Aim of the task: Show every line of the records below that contains the string "beard", matching case exactly.

--- --- ---

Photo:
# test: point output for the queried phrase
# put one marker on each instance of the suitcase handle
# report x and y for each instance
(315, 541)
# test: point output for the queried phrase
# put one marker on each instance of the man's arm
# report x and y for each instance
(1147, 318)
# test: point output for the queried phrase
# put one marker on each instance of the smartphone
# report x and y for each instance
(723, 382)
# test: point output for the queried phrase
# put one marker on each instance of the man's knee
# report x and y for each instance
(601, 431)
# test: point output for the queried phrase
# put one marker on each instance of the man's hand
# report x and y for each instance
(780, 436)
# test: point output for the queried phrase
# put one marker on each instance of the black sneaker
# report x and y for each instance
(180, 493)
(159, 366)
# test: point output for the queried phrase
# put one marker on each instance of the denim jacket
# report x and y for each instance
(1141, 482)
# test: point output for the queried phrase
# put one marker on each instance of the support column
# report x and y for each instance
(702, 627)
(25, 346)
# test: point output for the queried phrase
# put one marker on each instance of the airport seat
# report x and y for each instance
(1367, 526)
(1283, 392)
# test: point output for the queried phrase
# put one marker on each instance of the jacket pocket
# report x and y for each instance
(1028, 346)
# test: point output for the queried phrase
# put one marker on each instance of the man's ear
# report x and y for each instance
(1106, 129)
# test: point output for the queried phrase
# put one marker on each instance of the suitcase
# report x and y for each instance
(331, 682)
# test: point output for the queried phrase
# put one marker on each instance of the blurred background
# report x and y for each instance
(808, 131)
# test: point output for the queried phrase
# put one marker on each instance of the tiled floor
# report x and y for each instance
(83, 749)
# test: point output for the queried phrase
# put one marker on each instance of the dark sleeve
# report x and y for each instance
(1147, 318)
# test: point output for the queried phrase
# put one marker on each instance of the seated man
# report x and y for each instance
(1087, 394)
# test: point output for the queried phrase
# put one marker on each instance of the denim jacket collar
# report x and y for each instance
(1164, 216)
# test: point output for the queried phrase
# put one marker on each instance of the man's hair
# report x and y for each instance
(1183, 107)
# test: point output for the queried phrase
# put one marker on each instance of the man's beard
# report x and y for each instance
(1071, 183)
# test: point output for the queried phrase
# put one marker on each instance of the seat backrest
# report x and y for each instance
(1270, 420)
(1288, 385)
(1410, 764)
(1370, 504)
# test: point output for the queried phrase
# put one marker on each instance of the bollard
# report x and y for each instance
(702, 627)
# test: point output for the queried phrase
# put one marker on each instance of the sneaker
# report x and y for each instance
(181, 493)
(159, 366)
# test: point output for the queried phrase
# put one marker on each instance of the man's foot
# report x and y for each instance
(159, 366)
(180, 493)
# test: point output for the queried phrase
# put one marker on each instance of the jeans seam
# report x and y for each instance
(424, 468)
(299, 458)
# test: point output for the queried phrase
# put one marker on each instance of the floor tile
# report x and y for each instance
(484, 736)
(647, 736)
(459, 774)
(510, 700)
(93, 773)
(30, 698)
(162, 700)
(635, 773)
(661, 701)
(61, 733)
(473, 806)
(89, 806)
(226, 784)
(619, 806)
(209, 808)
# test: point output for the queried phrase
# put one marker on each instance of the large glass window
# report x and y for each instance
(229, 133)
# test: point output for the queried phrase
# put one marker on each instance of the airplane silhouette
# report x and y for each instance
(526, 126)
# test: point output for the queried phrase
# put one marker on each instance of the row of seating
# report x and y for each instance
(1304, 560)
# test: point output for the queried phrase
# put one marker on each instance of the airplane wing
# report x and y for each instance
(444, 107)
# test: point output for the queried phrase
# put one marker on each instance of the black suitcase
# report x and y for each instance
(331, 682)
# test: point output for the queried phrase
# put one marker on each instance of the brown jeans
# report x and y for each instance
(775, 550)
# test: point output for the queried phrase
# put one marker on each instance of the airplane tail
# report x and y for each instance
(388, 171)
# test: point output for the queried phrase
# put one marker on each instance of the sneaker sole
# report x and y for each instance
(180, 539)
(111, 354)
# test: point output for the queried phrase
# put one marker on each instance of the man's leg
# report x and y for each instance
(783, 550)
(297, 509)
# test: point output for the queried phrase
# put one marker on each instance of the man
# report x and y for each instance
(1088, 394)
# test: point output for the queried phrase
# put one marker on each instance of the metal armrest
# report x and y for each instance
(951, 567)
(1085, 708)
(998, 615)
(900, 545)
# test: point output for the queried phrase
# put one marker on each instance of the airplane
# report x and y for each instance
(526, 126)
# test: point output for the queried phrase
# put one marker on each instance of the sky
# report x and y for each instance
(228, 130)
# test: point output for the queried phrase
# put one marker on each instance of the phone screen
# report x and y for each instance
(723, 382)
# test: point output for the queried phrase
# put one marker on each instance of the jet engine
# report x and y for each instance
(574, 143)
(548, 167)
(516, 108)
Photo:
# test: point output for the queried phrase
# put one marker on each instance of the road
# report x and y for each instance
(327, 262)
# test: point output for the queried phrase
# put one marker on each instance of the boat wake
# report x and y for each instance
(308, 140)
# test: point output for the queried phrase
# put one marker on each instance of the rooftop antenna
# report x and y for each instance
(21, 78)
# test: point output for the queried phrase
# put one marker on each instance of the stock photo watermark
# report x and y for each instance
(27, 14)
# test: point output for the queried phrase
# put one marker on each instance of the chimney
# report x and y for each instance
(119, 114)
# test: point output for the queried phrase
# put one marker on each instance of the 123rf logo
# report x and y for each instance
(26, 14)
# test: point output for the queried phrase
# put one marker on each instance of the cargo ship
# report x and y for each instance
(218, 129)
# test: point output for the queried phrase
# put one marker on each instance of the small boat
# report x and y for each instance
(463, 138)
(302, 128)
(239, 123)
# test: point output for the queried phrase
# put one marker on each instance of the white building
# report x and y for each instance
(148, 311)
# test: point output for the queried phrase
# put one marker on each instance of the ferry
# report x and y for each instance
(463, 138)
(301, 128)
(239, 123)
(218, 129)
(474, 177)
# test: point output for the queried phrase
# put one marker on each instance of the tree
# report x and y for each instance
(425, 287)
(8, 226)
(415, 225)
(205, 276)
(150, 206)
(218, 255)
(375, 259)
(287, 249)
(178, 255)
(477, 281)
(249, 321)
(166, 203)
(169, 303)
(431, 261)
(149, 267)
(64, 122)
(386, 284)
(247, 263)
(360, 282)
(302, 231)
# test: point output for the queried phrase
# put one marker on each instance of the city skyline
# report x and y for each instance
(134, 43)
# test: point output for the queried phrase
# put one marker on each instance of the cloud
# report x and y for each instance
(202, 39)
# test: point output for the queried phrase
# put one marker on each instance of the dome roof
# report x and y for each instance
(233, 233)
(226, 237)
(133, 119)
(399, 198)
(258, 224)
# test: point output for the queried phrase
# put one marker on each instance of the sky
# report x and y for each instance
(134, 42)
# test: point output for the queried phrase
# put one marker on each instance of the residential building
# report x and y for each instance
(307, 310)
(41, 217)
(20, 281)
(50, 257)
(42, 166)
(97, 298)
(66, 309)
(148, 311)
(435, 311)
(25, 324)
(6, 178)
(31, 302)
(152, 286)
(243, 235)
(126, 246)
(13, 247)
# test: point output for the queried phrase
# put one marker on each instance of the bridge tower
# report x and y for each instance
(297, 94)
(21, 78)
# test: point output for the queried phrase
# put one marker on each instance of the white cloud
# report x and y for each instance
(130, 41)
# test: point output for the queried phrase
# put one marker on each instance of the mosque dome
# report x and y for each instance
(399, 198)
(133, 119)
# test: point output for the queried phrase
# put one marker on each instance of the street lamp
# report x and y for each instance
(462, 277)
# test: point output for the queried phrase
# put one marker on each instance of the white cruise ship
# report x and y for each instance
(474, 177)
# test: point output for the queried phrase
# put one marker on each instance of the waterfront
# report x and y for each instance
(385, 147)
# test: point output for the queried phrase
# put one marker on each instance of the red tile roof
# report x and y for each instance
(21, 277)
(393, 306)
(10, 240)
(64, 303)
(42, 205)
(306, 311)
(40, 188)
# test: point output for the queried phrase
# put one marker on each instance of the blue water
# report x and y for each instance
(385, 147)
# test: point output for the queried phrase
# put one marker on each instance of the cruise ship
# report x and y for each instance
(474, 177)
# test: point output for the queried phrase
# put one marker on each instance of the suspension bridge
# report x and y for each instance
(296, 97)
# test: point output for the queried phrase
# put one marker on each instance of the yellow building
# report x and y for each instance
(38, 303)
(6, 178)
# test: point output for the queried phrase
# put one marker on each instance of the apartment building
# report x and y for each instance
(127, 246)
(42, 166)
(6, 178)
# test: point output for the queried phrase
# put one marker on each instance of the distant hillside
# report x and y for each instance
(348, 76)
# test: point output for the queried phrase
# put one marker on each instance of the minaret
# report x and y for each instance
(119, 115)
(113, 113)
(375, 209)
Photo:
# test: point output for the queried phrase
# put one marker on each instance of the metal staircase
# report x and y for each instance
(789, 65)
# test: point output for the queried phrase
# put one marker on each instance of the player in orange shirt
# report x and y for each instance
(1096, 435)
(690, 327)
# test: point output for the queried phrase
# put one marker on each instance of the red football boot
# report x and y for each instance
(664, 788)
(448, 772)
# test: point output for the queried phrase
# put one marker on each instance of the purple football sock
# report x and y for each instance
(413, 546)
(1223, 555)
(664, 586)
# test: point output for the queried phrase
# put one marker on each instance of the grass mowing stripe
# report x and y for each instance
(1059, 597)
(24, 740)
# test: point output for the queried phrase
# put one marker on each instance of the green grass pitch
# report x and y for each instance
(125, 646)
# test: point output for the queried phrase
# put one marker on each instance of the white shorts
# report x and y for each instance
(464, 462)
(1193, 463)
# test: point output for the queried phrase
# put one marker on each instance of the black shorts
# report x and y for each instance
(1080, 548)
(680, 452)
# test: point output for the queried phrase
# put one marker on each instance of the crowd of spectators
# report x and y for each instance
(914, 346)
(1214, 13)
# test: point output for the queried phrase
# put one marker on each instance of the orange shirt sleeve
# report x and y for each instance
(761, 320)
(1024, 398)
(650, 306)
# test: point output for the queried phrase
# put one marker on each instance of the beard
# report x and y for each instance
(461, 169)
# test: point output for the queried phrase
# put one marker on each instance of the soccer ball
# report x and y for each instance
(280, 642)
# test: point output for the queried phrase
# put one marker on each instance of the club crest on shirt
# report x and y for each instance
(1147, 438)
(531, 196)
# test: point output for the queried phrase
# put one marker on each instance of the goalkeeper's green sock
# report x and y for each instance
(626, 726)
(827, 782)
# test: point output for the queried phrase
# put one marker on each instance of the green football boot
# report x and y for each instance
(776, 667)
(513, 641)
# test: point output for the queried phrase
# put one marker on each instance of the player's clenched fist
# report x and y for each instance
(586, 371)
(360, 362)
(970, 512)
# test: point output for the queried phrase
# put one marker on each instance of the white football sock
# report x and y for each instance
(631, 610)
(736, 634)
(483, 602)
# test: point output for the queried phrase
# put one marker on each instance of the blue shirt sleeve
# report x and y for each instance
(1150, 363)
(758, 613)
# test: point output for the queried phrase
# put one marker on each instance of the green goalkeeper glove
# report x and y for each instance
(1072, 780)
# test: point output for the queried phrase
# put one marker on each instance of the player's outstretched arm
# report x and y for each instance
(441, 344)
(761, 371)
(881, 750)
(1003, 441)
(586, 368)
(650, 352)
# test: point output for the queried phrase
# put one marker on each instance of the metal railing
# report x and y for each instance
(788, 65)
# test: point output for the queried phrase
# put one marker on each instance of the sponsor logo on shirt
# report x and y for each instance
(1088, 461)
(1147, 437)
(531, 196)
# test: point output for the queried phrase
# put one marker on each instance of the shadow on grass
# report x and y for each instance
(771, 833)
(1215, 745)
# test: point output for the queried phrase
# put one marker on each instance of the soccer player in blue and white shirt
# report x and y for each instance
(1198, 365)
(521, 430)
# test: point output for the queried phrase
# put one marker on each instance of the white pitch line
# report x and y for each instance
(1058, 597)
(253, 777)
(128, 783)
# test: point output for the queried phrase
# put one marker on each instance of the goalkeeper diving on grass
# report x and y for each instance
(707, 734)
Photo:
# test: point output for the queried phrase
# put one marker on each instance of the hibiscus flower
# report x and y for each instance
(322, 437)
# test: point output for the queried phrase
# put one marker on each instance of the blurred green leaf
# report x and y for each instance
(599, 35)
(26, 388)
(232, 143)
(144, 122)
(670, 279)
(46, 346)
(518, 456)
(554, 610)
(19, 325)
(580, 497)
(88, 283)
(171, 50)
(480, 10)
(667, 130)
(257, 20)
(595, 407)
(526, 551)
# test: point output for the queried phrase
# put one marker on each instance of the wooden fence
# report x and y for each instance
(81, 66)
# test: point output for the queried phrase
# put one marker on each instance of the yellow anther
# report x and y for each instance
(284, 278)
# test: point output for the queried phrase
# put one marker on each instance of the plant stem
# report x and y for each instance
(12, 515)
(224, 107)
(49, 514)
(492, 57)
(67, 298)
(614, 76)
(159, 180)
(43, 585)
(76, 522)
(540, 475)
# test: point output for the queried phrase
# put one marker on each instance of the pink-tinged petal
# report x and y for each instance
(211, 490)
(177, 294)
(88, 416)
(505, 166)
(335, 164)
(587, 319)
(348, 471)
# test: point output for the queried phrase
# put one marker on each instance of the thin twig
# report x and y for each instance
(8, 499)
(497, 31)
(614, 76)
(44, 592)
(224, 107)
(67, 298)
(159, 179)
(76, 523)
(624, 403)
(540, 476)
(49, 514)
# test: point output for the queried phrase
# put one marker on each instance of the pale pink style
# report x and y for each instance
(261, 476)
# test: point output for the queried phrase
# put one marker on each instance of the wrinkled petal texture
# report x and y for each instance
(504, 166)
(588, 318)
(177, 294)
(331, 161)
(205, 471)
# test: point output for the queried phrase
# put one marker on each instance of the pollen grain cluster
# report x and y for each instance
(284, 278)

--- --- ---

Reply:
# put one marker on each instance of the man's beard
# put one marker on each instance of the beard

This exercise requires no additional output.